→ **Problem statement**: Please copy the data below word for word, keeping every line as it stands.

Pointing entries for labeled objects
** START **

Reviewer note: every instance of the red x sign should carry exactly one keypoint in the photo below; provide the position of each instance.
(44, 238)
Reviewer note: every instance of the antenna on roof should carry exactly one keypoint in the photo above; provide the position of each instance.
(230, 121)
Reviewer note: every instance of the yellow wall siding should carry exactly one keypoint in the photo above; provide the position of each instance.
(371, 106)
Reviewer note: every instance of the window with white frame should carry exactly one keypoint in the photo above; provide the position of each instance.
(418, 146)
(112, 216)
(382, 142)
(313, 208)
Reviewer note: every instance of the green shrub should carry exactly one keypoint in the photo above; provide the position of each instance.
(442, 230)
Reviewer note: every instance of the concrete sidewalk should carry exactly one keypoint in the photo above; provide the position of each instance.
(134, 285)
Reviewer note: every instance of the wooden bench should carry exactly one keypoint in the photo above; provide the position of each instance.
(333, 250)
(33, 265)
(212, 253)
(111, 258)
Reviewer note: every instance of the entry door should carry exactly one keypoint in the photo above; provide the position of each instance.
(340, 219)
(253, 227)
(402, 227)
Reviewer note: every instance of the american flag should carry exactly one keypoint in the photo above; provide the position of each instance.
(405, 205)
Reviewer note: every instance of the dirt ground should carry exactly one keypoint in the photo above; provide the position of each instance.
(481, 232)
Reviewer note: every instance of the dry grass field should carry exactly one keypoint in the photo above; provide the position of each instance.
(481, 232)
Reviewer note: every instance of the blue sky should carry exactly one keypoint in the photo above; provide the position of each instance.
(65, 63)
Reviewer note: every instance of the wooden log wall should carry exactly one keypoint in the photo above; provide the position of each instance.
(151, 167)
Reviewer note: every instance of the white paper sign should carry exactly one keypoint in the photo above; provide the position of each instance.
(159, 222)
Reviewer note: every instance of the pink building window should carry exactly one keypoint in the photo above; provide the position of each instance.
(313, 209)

** END **

→ **The reply**:
Reviewer note: every instance of the red x sign should carry exactly one keypoint in the photo below; provide the position of each instance.
(44, 238)
Reviewer note: every instance of the antenna on roof should carry exactly one keypoint in the photo above; provide the position of each instance.
(230, 121)
Reviewer note: every instance of the yellow wall siding should carry exactly one keypoint in the photo above; provide the position of each instance.
(371, 106)
Reviewer note: every instance of the window with white frame should carry exactly one keypoint in the photo above; provide the position of each instance.
(418, 146)
(112, 216)
(382, 142)
(313, 208)
Reviewer note: every instance of the green shrub should carry exactly one keypoint in the photo above; provide the position of each instance.
(442, 230)
Reviewer note: every instance of the concrete sidewalk should carry exactly one keypoint in the photo above; provide the position of each instance.
(134, 285)
Reviewer note: every instance of the wooden bench should carry exactly one keypoint in the photo above; provide the position of each instance.
(333, 250)
(33, 265)
(212, 253)
(111, 258)
Reviewer note: every instance of the entry door should carry exactly one keypoint in the photo above; provide the position of each instance.
(340, 219)
(253, 227)
(402, 227)
Reviewer note: every instance of the american flag should carry exactly one keypoint in the photo above; provide the position of each instance.
(405, 205)
Reviewer note: every instance of the dirt ground should carry exactly one keypoint in the photo above; provide the position of each instance.
(481, 232)
Reviewer note: every instance of the dry grass field should carry exactly one keypoint in the photo above; provide the position of each instance.
(481, 232)
Reviewer note: every instance of the blue sky should carry exactly one keypoint in the photo above; provide the position of each instance.
(65, 63)
Reviewer note: every instance of the wooden log wall should carry exactly one keypoint in the photo above; provide the position of each instance.
(151, 167)
Reviewer note: every instance of the white paper sign should carry exactly one keypoint in the photo above; provide the position of each instance.
(159, 222)
Reviewer note: every instance of the pink building window should carry exactly one keypoint in the photo above; provide the position of each instance.
(313, 209)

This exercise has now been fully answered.